_CONSIGNE_. D'après l'extrait ci-dessous, que Clausewitz demande-t-il à Scharnhorst ? Répondez en une phrase, s'il vous plaît.

Tous ces héros de parole ou de plume avaient quelque peine à se transformer en héros de guerre. Assez désemparés les jours de combat, trouvant que c’était trop peu pour eux de risquer leur vie dans le rang, nullement préparés à l’exercice du commandement, ils n’avaient point facilement trouvé leur emploi. L’un d’eux nous raconte la désillusion qu’il éprouva, le soir de Lützen, en écoutant, dans la voiture qui ramenait Scharnhorst blessé et Clausewitz du champ de bataille, le dialogue des deux officiers. Clausewitz exprimait le regret que Steffens, son cousin, ne pût rendre que de médiocres services dans le bataillon où il s’était enrôlé, et fût réduit à l’état de « chair à canon. » Il demandait à Scharnhorst de l’appeler à l’état-major. Et Scharnhorst de répondre : « Eh ! que voulez-vous que nous en fassions ! Ses discours nous ennuieront très vite. Mais, après tout, n’est-ce pas un professeur de sciences naturelles ? Ces Messieurs sont souvent fort amusans. Il pourra nous distraire. Oui, oui, faites-le venir, je compte sur vous pour cela, Clausewitz. »

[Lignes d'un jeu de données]
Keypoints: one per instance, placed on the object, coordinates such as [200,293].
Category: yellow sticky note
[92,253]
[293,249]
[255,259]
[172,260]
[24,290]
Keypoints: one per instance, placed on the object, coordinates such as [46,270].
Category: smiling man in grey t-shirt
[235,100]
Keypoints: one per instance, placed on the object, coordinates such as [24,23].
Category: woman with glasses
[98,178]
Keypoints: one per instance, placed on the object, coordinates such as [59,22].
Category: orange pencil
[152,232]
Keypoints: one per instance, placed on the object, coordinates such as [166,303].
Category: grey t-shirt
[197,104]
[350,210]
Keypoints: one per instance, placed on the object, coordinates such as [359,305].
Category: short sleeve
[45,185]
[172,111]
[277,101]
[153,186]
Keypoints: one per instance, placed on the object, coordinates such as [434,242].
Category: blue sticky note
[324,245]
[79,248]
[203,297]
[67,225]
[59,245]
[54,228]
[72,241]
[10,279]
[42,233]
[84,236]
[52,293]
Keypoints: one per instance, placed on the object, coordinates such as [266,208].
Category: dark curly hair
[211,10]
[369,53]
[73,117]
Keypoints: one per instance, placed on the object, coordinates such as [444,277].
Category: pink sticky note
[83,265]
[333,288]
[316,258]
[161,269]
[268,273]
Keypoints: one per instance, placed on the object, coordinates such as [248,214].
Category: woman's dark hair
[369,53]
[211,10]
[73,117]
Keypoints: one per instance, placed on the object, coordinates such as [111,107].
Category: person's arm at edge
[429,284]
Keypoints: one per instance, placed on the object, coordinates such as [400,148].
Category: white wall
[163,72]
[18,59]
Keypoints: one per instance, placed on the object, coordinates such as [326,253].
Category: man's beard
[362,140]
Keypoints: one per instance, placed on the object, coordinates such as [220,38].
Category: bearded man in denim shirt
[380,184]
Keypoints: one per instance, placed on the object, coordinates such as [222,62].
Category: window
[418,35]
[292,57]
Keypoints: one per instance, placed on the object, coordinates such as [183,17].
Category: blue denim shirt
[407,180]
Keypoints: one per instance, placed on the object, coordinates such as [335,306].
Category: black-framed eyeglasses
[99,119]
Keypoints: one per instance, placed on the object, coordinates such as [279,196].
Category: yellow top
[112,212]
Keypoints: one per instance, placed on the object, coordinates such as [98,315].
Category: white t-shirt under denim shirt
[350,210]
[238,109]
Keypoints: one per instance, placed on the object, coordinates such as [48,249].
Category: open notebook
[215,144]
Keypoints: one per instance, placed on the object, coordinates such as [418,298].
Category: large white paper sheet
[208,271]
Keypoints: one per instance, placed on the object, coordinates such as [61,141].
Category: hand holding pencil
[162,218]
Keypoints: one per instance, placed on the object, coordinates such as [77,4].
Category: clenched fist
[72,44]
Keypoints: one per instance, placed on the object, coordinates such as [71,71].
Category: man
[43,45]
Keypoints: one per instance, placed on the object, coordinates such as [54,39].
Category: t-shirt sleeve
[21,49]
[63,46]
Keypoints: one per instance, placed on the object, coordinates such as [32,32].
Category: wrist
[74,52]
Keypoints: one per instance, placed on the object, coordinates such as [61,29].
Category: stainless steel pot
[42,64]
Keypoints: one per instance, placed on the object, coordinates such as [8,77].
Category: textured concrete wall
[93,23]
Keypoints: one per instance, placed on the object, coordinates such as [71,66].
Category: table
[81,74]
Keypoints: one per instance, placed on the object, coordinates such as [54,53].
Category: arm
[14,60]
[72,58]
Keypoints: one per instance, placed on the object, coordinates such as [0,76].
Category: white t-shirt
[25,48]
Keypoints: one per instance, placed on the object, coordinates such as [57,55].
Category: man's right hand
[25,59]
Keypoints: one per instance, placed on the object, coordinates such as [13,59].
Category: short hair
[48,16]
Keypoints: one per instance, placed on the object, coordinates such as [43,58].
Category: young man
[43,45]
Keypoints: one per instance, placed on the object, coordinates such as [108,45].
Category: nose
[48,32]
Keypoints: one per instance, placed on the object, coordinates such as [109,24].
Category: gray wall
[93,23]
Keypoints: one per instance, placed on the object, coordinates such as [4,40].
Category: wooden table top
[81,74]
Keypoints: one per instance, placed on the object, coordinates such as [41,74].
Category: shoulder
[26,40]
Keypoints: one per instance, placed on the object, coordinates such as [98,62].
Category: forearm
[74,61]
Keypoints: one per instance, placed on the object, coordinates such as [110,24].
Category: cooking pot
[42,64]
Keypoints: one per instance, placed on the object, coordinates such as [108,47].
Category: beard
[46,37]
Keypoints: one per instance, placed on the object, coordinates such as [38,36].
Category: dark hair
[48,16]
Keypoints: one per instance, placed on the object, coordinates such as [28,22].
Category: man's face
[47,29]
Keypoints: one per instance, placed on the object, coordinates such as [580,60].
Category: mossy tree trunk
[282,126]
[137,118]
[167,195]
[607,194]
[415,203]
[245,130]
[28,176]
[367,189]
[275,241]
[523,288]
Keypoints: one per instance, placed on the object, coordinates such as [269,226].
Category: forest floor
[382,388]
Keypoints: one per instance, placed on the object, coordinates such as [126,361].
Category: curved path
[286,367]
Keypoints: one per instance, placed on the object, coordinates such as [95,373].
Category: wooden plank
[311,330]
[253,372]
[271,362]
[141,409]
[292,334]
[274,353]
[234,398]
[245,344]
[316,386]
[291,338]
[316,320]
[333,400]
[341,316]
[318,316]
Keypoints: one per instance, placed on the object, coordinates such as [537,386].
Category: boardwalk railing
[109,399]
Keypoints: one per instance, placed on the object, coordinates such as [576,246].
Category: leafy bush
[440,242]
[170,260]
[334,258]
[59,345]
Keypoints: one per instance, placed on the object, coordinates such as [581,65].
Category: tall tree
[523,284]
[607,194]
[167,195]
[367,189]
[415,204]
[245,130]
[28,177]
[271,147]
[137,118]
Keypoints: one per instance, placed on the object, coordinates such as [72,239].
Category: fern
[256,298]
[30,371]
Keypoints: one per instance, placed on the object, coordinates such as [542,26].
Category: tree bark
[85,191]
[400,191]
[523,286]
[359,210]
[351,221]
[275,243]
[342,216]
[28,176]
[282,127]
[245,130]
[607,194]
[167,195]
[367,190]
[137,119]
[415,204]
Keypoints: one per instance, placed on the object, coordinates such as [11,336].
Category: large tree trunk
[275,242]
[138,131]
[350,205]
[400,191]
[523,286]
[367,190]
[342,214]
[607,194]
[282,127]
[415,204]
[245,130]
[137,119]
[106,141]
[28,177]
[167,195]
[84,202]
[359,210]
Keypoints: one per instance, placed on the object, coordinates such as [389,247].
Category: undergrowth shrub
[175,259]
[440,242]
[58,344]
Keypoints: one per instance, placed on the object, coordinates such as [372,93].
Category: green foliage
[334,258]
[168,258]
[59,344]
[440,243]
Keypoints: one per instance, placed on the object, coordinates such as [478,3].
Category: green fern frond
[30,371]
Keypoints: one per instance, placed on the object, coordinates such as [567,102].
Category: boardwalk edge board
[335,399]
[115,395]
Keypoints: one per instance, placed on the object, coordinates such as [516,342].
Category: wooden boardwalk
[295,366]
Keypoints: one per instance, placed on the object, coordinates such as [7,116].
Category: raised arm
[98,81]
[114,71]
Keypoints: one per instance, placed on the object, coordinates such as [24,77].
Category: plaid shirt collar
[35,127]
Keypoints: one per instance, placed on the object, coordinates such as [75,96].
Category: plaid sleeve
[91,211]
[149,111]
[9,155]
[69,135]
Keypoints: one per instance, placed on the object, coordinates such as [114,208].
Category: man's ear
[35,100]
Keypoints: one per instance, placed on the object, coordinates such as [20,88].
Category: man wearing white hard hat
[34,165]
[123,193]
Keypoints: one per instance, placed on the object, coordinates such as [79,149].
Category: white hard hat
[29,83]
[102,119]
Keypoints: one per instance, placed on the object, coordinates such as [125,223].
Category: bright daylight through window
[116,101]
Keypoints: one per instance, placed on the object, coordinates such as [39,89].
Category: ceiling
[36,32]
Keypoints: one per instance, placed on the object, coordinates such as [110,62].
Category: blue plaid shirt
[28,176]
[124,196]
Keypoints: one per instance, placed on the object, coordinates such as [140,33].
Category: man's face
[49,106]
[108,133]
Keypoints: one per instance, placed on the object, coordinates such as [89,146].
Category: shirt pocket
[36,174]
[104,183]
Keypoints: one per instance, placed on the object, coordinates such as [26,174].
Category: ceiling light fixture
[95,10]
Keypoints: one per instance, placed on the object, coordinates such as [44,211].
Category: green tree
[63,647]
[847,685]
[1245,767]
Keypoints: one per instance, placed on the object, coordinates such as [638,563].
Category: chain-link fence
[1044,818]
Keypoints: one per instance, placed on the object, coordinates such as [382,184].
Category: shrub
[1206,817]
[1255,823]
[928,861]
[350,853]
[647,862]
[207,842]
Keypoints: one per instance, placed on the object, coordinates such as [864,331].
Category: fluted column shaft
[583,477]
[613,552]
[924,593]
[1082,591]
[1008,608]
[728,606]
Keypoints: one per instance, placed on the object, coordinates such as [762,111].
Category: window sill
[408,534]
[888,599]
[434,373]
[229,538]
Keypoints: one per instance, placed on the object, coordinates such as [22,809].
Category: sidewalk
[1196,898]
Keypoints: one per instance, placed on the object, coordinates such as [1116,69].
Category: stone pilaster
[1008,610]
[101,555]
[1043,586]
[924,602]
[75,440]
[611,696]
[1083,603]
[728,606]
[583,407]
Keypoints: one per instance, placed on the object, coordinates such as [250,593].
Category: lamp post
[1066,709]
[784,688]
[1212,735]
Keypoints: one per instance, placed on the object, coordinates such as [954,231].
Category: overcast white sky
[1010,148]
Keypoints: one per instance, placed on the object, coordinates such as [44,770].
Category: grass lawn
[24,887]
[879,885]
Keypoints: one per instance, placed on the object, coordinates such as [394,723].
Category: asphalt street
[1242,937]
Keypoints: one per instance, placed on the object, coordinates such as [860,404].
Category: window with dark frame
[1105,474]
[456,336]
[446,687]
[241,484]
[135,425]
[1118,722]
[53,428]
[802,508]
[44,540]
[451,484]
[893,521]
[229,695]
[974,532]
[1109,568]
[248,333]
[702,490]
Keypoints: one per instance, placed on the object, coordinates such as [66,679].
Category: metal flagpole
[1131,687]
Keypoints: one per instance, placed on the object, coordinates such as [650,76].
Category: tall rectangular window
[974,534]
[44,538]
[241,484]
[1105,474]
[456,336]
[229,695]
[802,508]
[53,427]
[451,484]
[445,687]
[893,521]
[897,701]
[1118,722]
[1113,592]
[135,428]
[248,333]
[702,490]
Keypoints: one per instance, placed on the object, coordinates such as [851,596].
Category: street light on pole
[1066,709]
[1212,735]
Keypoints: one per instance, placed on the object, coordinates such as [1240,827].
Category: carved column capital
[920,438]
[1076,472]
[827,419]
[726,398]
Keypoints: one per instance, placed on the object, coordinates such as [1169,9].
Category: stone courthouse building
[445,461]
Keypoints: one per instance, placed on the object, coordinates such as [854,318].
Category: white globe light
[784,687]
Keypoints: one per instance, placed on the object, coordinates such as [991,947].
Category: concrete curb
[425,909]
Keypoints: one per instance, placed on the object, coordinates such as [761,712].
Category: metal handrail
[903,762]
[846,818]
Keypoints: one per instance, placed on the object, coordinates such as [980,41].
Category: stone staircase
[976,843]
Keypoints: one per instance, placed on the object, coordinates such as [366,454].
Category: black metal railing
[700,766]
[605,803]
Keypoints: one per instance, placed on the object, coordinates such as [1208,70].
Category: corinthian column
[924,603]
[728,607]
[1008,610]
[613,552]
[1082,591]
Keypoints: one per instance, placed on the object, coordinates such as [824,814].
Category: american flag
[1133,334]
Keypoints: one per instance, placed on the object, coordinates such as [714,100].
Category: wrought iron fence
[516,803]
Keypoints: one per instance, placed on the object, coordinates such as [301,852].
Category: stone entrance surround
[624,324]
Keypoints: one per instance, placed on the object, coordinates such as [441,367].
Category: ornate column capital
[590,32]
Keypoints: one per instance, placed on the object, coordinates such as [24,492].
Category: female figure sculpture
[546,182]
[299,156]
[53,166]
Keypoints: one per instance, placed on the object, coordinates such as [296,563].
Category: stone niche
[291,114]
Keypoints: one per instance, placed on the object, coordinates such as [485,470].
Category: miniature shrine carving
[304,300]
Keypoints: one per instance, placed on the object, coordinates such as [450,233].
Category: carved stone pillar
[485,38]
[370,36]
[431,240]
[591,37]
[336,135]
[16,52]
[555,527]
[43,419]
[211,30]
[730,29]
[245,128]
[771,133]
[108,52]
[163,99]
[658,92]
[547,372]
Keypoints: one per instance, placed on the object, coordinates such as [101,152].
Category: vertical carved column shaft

_RÉPONSE_. Il lui demande d'appeler à l'état-major son cousin Steffens.